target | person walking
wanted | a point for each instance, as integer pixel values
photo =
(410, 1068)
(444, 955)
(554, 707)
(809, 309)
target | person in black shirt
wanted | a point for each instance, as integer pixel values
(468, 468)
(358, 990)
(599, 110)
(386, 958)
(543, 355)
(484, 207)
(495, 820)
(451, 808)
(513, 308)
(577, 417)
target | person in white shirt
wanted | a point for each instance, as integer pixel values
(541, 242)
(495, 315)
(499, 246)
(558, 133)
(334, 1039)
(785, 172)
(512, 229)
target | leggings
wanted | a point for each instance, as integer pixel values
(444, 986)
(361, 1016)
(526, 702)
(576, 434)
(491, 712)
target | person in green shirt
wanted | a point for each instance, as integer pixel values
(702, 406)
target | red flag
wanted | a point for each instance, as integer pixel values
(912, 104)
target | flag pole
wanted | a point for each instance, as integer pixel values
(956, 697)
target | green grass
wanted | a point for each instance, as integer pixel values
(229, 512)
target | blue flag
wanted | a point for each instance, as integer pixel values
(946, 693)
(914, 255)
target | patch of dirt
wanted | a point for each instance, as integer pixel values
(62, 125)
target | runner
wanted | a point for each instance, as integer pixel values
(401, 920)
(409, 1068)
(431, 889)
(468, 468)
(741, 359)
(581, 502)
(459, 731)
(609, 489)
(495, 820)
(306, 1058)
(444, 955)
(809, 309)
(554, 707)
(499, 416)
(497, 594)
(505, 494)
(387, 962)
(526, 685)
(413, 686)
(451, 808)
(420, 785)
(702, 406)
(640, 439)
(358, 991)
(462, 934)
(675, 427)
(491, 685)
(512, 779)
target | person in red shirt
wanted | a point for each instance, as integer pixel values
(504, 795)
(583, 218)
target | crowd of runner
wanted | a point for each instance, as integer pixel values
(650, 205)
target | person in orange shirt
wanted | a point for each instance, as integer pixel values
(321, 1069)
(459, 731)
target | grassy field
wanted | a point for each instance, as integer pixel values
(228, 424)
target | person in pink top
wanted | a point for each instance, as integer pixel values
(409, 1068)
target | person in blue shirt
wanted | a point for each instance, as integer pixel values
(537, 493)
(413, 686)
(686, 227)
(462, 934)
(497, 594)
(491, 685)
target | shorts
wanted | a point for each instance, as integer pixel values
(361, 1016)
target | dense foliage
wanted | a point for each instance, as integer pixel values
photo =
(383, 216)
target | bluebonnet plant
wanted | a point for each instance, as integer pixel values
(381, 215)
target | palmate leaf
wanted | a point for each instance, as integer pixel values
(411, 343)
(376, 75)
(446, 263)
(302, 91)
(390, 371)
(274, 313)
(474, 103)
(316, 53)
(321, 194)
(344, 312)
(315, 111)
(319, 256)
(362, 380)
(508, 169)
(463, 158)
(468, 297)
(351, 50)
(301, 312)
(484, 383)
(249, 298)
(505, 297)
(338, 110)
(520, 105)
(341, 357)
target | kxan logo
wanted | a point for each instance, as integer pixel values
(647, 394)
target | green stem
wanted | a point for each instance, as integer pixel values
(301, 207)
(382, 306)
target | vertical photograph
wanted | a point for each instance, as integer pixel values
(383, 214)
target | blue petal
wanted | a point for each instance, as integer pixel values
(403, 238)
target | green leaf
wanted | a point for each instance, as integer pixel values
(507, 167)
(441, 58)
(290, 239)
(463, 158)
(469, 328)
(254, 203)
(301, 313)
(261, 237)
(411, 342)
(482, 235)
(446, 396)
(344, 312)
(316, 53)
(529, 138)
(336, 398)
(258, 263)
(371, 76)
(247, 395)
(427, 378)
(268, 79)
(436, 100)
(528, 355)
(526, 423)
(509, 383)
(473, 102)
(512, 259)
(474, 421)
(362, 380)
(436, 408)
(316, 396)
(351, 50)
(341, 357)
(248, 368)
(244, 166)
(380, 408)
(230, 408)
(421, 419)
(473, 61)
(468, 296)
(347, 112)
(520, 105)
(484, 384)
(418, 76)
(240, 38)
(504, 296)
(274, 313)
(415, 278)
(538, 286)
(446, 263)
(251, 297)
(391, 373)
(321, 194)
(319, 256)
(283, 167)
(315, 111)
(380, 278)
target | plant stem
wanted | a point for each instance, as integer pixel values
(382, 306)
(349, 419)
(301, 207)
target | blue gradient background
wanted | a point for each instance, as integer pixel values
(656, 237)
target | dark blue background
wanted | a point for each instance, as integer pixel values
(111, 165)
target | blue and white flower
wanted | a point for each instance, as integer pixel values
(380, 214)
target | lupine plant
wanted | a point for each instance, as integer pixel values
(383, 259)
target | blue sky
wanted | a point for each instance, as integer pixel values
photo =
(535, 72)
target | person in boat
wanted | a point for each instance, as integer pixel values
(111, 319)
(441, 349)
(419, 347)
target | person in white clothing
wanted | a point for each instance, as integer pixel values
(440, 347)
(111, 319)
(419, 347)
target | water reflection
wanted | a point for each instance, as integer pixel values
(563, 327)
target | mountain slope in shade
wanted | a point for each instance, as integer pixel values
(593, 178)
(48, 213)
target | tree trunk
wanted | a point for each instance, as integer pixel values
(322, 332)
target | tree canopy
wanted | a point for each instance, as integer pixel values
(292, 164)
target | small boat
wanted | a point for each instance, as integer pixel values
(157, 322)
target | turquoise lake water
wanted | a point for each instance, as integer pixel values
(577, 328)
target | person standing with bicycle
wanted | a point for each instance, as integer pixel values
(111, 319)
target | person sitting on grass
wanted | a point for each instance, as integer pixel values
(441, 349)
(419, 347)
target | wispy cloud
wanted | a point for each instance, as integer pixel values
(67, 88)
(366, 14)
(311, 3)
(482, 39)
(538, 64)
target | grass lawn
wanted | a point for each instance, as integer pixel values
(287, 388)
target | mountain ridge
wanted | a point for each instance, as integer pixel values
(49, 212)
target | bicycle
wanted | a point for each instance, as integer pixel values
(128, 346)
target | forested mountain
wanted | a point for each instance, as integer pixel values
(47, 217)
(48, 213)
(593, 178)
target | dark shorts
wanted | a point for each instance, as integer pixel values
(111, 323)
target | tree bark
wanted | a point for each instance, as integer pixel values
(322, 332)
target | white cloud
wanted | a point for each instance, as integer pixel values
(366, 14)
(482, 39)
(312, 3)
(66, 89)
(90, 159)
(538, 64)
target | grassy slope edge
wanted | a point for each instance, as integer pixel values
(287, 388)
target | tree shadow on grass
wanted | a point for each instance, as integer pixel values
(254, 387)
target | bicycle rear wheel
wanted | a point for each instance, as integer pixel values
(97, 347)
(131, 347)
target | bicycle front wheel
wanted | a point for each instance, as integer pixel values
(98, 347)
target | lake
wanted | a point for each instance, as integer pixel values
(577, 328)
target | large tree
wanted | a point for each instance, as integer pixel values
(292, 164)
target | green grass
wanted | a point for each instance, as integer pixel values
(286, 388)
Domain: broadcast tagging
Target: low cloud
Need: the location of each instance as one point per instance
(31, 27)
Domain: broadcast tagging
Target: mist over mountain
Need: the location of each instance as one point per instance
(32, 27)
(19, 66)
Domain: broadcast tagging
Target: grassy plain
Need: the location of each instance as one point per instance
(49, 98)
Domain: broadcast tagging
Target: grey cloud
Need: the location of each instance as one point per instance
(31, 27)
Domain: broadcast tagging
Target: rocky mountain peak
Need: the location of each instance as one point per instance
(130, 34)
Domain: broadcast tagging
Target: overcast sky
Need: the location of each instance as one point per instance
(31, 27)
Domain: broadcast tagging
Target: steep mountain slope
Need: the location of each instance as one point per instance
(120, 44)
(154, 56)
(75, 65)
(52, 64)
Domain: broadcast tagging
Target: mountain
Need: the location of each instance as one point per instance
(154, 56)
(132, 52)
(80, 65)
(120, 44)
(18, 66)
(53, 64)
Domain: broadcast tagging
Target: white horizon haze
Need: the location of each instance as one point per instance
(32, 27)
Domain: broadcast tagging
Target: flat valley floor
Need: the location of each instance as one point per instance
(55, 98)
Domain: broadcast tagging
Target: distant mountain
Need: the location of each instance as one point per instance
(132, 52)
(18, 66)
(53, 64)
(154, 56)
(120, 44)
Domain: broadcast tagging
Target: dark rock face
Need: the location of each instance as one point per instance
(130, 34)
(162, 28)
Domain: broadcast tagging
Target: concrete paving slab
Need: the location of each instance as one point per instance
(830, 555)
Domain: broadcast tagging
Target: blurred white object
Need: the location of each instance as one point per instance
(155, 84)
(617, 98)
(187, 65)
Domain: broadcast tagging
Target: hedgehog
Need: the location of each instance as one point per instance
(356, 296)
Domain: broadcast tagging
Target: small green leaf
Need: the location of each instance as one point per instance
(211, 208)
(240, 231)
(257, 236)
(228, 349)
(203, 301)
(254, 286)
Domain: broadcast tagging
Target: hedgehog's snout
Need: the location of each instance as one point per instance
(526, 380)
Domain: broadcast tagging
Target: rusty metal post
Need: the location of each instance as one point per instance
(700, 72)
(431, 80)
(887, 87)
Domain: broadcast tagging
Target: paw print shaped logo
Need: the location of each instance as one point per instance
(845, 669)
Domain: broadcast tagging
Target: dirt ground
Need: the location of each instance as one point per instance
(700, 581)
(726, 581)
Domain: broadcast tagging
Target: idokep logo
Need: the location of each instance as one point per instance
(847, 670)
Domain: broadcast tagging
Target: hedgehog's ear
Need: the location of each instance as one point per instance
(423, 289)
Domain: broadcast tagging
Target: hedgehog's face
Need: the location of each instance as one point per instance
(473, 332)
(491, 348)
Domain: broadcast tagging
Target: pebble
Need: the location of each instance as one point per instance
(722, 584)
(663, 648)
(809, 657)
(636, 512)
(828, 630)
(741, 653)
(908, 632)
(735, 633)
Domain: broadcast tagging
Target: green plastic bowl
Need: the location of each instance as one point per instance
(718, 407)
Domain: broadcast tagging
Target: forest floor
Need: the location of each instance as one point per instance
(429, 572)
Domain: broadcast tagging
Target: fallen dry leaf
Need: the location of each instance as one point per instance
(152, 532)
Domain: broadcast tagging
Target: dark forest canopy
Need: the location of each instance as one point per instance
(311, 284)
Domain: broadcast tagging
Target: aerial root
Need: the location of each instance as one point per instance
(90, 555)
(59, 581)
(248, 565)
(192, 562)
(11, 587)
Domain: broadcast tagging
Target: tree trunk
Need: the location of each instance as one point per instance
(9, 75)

⁂

** WHAT IS REQUIRED **
Out of the material above, gather each line where "plant" appears.

** SOLUTION FOR THIS PROBLEM **
target | bluebonnet plant
target | plant stem
target | lupine plant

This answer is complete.